§ Passage for review
BEGIN

Wednesday, February 25, 2015

This Is Not a Setback, Just a Delay

It has come to my attention that I have to go to work at a call center for what they call "work hardening" for the time being instead of going back to school and finishing my degree this summer as I wanted to do. I'm just struggling to accept "my new norm" again.
According to my neuropsychologist,I need to consider the following questions:
  1. How much work I can tolerate in a day, a week, and further?
  2. How long in each day before I am too tired to work? 
  3. How long in each day before I start making too many mistakes because I am overtired? 
  4. How will I handle the diverse and alternating attention required to work in a classroom? 
  5. How much extra activity and noise can I tolerate on a job?
  6. Can I learn my new coping methods to re-learn how to focus? 
  7. How quickly can my brain process and apply new information? 
  8. The doctor says that if I don't figure out the schedule and my limitations and abilities thoroughly enough, I will just be setting myself up for failure. It will take another couple thousand dollars to finish my degree, while meantime I am still struggling to the extent that the doctor and therapists can't say if I could successfully complete even the most basic aspects of the job I'm aiming toward. The question he and my family posed was: "Why get into more debt if it turns out that you will only ever be able to work part time at a much simpler position?"

END

§ Data supplied
BEGIN

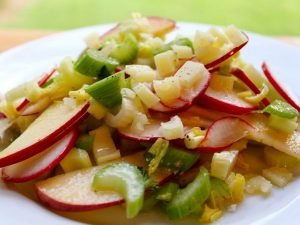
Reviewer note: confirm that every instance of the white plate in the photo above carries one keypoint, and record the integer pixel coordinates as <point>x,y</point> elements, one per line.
<point>34,58</point>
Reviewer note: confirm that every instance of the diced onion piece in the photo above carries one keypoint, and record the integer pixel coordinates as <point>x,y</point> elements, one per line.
<point>193,138</point>
<point>222,163</point>
<point>104,148</point>
<point>167,89</point>
<point>190,73</point>
<point>172,129</point>
<point>124,117</point>
<point>76,159</point>
<point>222,83</point>
<point>258,185</point>
<point>165,63</point>
<point>140,73</point>
<point>182,52</point>
<point>235,35</point>
<point>278,176</point>
<point>146,95</point>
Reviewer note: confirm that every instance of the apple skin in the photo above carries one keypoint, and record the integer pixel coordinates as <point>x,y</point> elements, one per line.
<point>223,133</point>
<point>244,78</point>
<point>41,163</point>
<point>14,154</point>
<point>226,55</point>
<point>284,93</point>
<point>233,104</point>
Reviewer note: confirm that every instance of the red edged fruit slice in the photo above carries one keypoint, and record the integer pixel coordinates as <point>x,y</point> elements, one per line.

END

§ Problem to solve
Continue the blog post about postponing the degree for work hardening at a call center, starting right after its last sentence.

§ Solved problem
How did my nueropsychologist convince me to reconsider his prognosis and take it more seriously?

A dot-to-dot.
Using the dot-to dot that I've attached, the neuropsychologist re-tested my diverse and alternating attention, and I am still one standard deviation below the norm. I don't remember bell curves very well, but isn't that like the equivalent of getting a C or a D grade?
Even if it isn't really all that bad, I can't fill out a dot-to-dot correctly within any normal range of time. I take 10-15 minutes to do it.  
In the most recent attempt from last week, I made two mistakes. 

How this translates in my actual day-to-day existence:
  • If I am doing a dot-to-dot that requires me to alternate my attention from a number to the corresponding letter in the alphabet, i.e. 1 to A, then 2 to B, 3-C, 4D, etc, without making mistakes, then I can't drive a car safely because my attention is required to alternate between the speedometer and the front, side and rear-view mirrors, from the cars in front of me to the dogs or children who may dart into the road -- 
  • Even one driving mistake can be fatal, so it's not like I'm "only" making two mistakes, it is much more serious than that. 
  • The doctor is certain that another car wreck would kill me. 
  • He isn't saying I can never drive again, but he is saying that he thinks I would fail the test if I were to take it right now. 
  • At my volunteer position at the local elementary, if I get interrupted while making copies I mess up the directions for the copy jobs the teacher has lined up for me. 
  • If I have to correct anything that isn't fill in the blank, multiple choice, or spelling, it takes me twice as long as it used to. Actually, even spelling takes a little longer because I can't spell anymore, but at least the spellings don't change. 
  • If it takes me two hours or two days to correct twenty-six 5th Grade Reading Packets, how will I ever correct 130 Thesis Papers in a timely fashion?  
  • In a classroom, my attention has to be everywhere at once -- on students, the text, the technology, the clock, the announcements and bathroom break interruptions, the lesson plan, and what Johnny is doing over in the corner that has nothing to do with what he's supposed to be doing.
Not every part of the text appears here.